Exercise directions → Report, in full, each line of the material below in which the string "Kindly" occurs.

Segment Start: Information shown

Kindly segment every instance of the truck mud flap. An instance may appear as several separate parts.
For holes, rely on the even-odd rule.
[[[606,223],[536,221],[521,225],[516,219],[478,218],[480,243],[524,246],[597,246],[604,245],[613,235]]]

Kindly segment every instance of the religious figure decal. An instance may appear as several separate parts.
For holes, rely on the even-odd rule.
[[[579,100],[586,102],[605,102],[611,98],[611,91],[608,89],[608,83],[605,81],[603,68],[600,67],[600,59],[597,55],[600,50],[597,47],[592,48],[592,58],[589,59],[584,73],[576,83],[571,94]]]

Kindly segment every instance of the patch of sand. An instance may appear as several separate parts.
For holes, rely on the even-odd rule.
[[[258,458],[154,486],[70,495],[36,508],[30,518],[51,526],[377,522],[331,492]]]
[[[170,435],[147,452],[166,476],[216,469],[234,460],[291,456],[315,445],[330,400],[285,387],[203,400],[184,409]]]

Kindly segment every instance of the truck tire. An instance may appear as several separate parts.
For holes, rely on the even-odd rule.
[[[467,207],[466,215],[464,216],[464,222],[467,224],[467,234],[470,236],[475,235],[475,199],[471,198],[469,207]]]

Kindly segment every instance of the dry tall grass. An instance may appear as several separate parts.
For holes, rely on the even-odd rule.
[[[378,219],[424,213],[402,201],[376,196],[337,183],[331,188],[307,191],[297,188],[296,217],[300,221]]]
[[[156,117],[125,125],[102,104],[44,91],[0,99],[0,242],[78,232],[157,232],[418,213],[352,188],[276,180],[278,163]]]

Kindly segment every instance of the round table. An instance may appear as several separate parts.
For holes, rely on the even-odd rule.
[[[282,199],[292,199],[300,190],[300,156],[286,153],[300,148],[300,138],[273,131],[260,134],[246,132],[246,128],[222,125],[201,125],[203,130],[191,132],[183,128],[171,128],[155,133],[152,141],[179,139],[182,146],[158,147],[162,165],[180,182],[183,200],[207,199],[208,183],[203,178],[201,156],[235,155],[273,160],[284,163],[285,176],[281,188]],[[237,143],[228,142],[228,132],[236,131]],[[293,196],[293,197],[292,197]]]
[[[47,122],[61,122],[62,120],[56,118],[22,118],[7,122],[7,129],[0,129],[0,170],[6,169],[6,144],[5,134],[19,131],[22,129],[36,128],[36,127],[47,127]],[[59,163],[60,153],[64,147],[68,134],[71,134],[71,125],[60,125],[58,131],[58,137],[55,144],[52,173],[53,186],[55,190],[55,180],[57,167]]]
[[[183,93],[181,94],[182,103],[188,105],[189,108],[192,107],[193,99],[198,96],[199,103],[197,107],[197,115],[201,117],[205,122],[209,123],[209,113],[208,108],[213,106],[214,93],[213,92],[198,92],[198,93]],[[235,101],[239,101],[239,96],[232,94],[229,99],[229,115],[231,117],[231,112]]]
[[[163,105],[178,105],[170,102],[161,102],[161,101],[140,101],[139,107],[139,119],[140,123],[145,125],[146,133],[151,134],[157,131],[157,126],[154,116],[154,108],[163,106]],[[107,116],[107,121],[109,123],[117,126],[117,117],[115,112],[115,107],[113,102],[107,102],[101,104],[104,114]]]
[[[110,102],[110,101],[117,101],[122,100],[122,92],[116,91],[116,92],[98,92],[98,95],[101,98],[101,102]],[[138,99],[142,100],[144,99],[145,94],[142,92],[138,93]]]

Segment End: Information shown

Solution for this exercise →
Kindly segment every instance of the truck mud flap. An instance may appear as several separate parts.
Kindly segment every instance of the religious figure decal. An instance may appear as several separate parts.
Kindly segment every instance of the patch of sand. An instance may appear as several separate parts.
Kindly segment every instance of the truck tire. An instance may appear as several separate parts.
Kindly segment every instance of the dry tall grass. An instance may appear as several separate parts.
Kindly segment every instance of the round table. An instance may appear as several separate parts.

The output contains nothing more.